DESCRIPTION OF THE TASK: In the records below, take the line containing "Query: woman's nose" and every line following it, and write them out exactly.

Region pointing data:
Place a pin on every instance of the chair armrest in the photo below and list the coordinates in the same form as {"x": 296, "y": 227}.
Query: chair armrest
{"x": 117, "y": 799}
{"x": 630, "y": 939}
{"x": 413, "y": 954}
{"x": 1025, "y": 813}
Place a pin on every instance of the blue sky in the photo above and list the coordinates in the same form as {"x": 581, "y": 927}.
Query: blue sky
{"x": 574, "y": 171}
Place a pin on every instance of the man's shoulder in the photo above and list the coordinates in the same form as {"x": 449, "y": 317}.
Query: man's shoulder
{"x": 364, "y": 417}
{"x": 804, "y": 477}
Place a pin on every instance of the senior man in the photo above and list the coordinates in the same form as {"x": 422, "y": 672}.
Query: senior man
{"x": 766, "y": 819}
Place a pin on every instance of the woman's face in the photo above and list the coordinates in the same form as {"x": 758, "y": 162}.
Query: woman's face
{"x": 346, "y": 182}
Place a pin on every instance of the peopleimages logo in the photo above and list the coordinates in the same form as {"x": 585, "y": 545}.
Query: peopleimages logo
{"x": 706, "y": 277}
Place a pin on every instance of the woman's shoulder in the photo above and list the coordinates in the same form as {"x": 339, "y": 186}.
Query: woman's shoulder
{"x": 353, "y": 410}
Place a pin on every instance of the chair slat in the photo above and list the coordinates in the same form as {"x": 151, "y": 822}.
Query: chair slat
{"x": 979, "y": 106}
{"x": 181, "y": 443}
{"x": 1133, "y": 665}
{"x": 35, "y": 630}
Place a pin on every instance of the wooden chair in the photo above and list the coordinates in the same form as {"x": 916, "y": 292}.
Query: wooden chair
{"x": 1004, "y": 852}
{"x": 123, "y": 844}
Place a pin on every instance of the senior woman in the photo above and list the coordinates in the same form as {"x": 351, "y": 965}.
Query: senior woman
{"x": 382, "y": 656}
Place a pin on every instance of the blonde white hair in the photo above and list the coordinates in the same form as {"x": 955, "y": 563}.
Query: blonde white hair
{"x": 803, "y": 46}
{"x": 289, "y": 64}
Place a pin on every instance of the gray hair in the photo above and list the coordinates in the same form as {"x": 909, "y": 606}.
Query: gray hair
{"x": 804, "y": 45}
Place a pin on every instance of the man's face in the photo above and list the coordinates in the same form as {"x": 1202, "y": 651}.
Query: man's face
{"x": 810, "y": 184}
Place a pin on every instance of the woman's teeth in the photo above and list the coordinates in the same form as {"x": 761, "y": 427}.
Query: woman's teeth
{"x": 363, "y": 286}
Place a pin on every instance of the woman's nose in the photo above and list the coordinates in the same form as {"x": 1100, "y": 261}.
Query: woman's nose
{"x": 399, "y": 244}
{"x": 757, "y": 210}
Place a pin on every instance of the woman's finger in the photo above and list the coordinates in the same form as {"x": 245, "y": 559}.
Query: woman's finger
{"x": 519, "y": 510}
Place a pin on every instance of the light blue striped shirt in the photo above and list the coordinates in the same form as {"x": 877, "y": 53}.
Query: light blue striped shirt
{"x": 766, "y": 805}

EXERCISE OUTPUT:
Query: woman's nose
{"x": 399, "y": 244}
{"x": 757, "y": 210}
Place a pin on every instance of the woman's finger in the photo above and list the coordinates in the same form as {"x": 245, "y": 559}.
Query: woman's finger
{"x": 519, "y": 510}
Place a pin on every instance of the light blue striped shirt in the photo above and list the coordinates in the same form as {"x": 877, "y": 53}.
Query: light blue striped shirt
{"x": 766, "y": 805}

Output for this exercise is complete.